▶ **Work to do**: Copy the items below word for word, from the line containing "Tag every instance of the white pregnancy" through the last line of the items.

▶ **Provided records**:
* * *
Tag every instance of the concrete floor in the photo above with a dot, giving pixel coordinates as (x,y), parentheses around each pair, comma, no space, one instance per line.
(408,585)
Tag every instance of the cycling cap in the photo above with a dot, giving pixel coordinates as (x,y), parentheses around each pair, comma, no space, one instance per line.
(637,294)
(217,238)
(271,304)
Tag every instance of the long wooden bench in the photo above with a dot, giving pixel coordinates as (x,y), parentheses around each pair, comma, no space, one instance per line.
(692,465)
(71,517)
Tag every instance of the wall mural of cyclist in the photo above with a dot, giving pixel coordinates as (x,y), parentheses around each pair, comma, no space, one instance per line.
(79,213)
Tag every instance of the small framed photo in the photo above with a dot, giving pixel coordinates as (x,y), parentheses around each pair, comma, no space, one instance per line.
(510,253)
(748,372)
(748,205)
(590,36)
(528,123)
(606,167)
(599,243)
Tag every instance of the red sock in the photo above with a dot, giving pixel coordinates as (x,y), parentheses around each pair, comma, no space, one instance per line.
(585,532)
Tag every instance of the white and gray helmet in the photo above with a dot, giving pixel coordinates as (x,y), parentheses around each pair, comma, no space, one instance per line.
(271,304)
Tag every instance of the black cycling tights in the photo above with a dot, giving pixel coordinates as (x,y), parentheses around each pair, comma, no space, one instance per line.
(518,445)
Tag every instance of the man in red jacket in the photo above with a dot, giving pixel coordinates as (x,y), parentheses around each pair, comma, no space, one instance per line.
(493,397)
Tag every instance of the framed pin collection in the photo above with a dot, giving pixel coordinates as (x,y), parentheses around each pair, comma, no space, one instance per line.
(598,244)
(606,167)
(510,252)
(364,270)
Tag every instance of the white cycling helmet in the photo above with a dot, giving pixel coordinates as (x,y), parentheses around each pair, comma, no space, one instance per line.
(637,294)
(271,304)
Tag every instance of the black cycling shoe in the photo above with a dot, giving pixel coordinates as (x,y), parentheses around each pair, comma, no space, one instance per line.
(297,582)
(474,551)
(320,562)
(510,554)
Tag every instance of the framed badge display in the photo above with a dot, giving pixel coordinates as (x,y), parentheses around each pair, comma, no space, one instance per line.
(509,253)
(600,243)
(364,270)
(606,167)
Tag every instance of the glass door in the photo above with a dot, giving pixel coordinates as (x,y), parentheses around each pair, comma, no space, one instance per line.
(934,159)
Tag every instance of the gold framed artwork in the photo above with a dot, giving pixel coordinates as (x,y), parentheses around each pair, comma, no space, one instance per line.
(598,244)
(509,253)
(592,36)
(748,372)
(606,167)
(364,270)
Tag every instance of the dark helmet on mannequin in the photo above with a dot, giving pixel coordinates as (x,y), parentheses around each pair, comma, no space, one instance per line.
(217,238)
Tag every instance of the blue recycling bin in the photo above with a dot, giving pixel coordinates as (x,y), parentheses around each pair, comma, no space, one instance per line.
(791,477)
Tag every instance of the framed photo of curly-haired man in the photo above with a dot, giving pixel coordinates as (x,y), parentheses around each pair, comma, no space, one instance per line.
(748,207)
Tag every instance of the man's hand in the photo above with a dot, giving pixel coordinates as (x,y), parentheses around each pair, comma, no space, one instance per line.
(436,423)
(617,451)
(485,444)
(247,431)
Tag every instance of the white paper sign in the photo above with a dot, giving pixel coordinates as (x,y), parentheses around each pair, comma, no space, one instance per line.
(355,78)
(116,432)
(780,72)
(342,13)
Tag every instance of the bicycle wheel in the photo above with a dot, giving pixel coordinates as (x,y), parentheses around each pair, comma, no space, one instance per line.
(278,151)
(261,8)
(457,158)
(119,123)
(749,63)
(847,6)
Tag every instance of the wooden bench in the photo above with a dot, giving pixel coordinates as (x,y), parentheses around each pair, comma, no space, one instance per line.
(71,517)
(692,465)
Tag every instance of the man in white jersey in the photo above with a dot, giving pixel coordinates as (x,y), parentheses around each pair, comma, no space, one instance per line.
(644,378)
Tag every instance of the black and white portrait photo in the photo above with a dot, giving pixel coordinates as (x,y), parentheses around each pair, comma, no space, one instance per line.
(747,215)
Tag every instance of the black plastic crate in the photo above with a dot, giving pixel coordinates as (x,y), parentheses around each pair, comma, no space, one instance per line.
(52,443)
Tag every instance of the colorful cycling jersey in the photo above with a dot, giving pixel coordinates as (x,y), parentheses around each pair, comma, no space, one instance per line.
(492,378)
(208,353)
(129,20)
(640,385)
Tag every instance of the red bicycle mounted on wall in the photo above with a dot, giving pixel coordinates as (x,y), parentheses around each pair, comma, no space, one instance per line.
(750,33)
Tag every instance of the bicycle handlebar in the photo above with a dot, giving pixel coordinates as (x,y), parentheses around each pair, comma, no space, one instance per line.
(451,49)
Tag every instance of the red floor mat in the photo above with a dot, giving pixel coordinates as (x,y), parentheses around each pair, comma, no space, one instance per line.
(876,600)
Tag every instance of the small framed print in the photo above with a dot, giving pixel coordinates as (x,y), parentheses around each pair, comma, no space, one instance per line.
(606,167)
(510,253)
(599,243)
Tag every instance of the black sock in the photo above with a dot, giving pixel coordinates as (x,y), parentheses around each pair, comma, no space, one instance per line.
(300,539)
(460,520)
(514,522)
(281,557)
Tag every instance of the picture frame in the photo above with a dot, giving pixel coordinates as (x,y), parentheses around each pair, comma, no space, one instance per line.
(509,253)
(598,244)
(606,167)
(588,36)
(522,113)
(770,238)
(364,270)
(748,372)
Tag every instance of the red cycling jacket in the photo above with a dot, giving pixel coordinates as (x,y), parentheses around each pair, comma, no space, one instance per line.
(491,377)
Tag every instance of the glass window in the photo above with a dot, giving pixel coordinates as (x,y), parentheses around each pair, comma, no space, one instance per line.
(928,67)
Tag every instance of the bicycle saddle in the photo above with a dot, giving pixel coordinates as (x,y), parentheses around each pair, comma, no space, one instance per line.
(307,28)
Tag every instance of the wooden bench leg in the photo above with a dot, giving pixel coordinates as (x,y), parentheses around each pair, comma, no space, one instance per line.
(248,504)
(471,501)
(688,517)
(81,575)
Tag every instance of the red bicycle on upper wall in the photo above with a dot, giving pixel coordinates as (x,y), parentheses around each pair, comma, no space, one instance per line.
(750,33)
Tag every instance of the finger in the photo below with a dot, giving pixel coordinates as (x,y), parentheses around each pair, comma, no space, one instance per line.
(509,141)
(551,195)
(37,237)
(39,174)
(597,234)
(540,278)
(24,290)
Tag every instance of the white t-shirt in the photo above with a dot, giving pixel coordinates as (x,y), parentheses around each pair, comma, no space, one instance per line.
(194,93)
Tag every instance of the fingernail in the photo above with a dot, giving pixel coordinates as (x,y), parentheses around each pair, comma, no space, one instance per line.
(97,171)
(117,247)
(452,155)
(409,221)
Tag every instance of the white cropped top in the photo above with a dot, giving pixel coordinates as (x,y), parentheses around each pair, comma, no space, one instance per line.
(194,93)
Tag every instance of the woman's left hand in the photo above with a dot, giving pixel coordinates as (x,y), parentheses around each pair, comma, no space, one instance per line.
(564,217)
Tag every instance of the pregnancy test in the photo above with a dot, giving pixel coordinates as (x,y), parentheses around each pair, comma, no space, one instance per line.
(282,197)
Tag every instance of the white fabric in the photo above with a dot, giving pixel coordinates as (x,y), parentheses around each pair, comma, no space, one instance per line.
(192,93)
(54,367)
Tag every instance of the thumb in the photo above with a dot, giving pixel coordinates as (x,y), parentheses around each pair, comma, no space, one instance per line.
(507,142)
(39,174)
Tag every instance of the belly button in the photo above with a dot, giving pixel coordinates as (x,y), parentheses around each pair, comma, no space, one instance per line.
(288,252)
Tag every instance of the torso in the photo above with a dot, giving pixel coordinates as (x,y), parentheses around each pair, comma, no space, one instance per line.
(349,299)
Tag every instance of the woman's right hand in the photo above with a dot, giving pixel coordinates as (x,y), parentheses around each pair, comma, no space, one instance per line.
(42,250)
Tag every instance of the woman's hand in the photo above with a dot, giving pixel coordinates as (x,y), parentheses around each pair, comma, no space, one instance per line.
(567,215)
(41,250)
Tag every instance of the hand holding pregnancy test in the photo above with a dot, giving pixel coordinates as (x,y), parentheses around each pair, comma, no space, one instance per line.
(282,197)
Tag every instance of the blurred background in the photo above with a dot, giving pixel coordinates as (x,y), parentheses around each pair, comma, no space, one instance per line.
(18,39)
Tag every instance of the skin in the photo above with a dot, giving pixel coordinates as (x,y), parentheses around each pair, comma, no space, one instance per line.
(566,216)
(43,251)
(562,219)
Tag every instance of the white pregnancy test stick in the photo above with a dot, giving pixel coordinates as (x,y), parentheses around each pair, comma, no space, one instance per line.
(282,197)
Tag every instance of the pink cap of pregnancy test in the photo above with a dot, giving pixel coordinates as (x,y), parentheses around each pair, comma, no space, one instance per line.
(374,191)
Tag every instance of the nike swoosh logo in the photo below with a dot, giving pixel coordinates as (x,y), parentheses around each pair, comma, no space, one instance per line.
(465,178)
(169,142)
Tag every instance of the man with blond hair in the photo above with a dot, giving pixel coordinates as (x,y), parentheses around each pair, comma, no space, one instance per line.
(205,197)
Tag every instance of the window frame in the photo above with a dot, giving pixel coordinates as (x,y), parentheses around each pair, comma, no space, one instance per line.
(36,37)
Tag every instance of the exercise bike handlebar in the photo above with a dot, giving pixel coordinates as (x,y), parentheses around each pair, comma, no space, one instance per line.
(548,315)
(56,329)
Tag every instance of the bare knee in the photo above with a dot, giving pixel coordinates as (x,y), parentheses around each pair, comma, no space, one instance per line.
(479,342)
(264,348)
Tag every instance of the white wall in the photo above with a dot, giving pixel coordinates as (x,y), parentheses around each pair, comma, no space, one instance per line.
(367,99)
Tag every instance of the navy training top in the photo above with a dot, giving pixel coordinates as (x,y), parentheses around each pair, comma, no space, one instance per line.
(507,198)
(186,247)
* * *
▶ **Task result**:
Tag every instance of the white pregnancy test stick in the photo above with a dot, giving pixel coordinates as (x,y), parentheses around each pair, comma, no space, one instance per line.
(282,197)
Tag every instance of the pink cap of pregnancy test in the photo above with a dot, giving pixel coordinates as (x,y), parentheses around each pair, comma, no space, one instance per line.
(374,191)
Tag every instance of the nike swoosh logo in the photo below with a dot, giving pixel coordinates as (x,y), parentheses around each pair, comma, no space, one instance per line.
(465,178)
(169,142)
Tag every instance of the man with blond hair in the photo above with a dot, giving pixel coordinates as (x,y), parentheses around each pair, comma, no space, one instance per line.
(205,197)
Tag every instance of the window frame in the photo above with a dot, giving pixel coordinates as (x,y), parentheses around each pair, comma, no space, one instance per line.
(36,37)
Tag every instance of the exercise bike handlebar in the photo above with a dot, giving pixel coordinates as (x,y), parentheses around each pair, comma, no space, one instance per line.
(548,315)
(56,329)
Tag every instance of the bare knee in the photo above with a dot, giving pixel coordinates as (x,y), parentheses around each pair, comma, no space, one instance per line.
(479,342)
(264,348)
Tag every instance of the white wall in the photo above with a dot, giving pixel coordinates as (x,y), parentheses around each pair, comma, no space, one instance per line.
(367,99)
Tag every instance of the navy training top in the photo above with a dot, giving pixel coordinates as (x,y), parentheses around each pair, comma, no space, one instance per line.
(507,198)
(186,247)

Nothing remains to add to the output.